In February 2013, Roberts sent one of his reports to a list of academics at universities across Australia, as well as directors at the Bureau of Meteorology and science agency CSIRO.

Roberts demanded that unless; “by March 1st” they provided a list of “specific and scientifically or factually justifiable” reasons why they disagreed with his findings, that he would presume they agreed with it.

In a “lawful notice”, Roberts also demanded scientists and others should then withdraw all of their past claims linking carbon dioxide to climate change.

He made similar demands to journalists, who also received “lawful notices”.

Roberts has also demanded that several MPs “resign immediately” unless they could prove to him that human-caused climate change was real.

“Campaign of intimidation”

One of the academics on the receiving end of Roberts complaints, John Cook, of the University of Queensland, told DeSmog:

Beneath the public attacks on climate science, scientists are also subject to a more insidious campaign of intimidation, otherwise known as the subterranean war on science. This takes the form of complaints to universities to get scientists fired, complaints to journals to get papers retracted and FOI requests to pick through scientists’ emails.

• **DATASET RECORDS**
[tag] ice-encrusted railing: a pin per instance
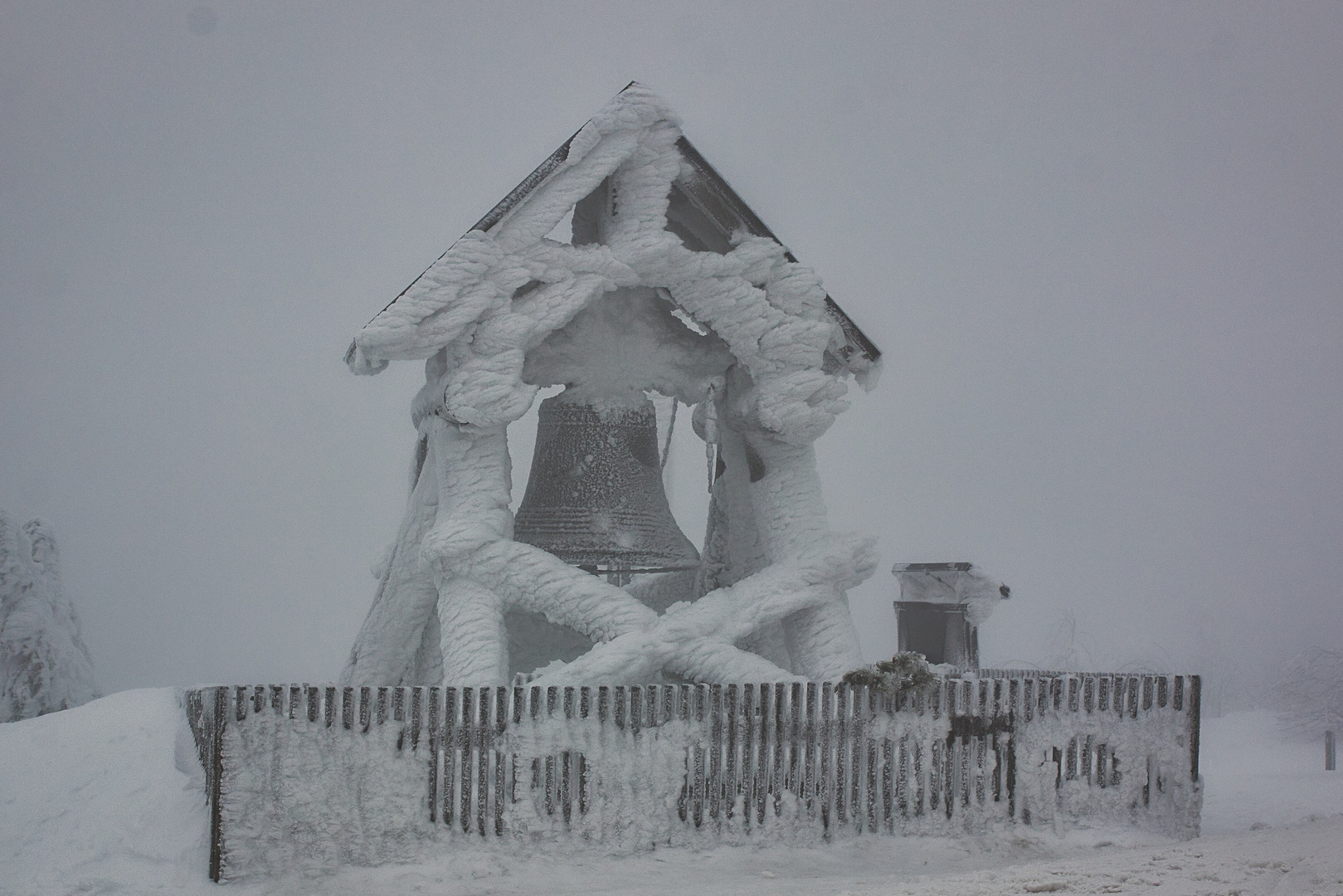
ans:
(317, 776)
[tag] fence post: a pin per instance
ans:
(217, 768)
(1195, 691)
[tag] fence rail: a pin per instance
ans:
(316, 776)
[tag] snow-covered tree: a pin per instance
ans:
(1310, 696)
(45, 665)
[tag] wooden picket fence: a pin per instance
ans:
(317, 776)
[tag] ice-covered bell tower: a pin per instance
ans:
(669, 285)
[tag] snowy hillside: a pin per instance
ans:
(106, 798)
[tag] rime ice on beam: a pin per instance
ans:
(501, 314)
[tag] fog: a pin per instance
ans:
(1099, 245)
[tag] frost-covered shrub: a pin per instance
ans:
(904, 674)
(45, 664)
(1310, 696)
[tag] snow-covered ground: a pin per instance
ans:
(106, 798)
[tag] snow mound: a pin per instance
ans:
(104, 798)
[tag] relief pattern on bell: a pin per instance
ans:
(594, 497)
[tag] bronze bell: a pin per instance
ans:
(596, 496)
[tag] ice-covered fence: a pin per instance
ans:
(314, 776)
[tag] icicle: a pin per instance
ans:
(666, 446)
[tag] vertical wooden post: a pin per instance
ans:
(433, 754)
(217, 772)
(1195, 691)
(501, 762)
(809, 759)
(824, 787)
(450, 742)
(715, 779)
(747, 757)
(483, 752)
(465, 740)
(731, 772)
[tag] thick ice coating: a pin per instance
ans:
(638, 301)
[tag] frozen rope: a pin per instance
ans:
(666, 446)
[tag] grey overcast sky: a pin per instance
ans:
(1099, 243)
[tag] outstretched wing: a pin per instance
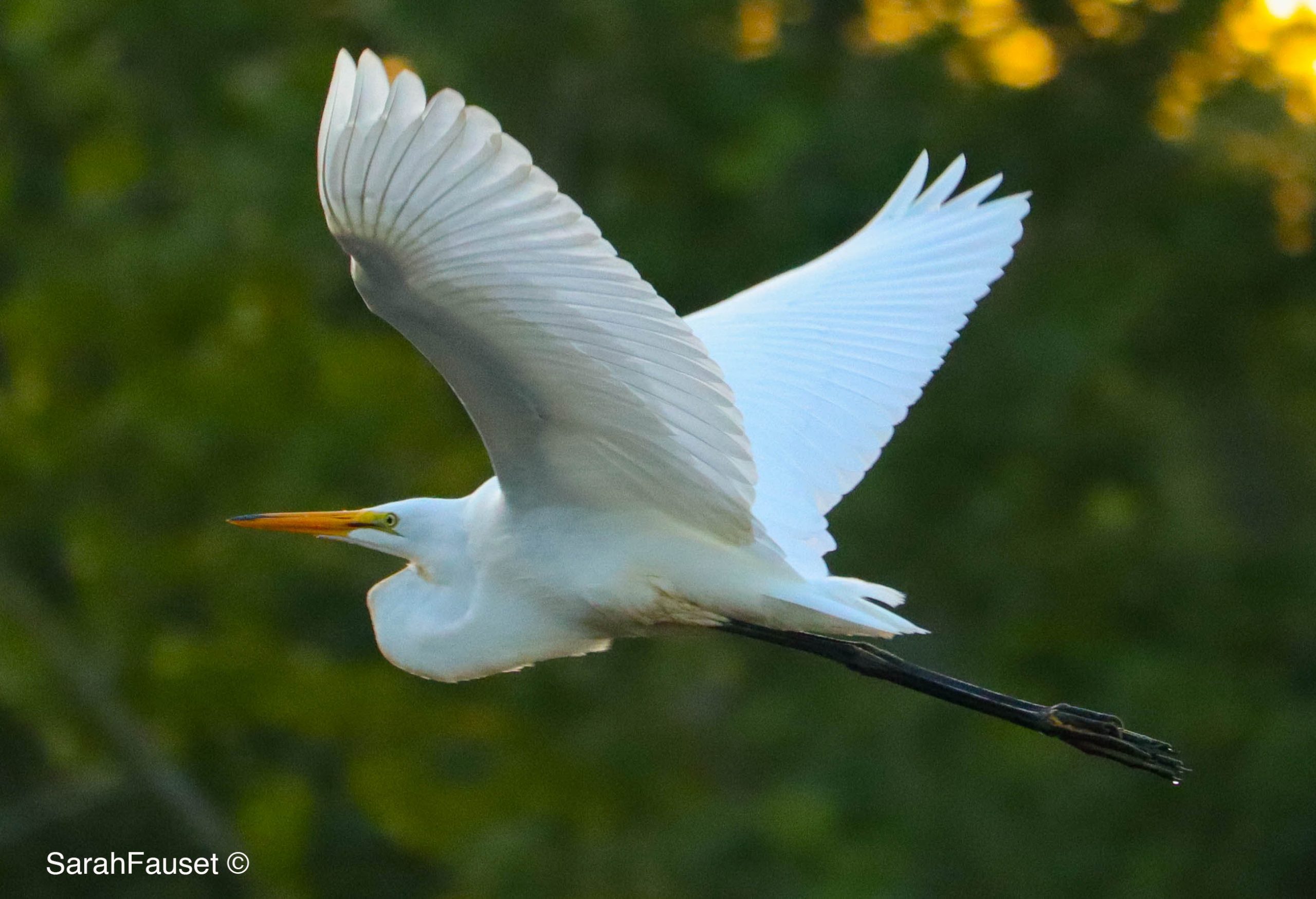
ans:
(583, 384)
(827, 358)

• **WRITTEN REQUEST**
Reproduce the part of the passage on Roberts's demands that starts at "Roberts demanded that" and ends at "dioxide to climate change.". Work only from the passage on Roberts's demands, not from the lines.

• **ANSWER IN FULL**
Roberts demanded that unless; “by March 1st” they provided a list of “specific and scientifically or factually justifiable” reasons why they disagreed with his findings, that he would presume they agreed with it.

In a “lawful notice”, Roberts also demanded scientists and others should then withdraw all of their past claims linking carbon dioxide to climate change.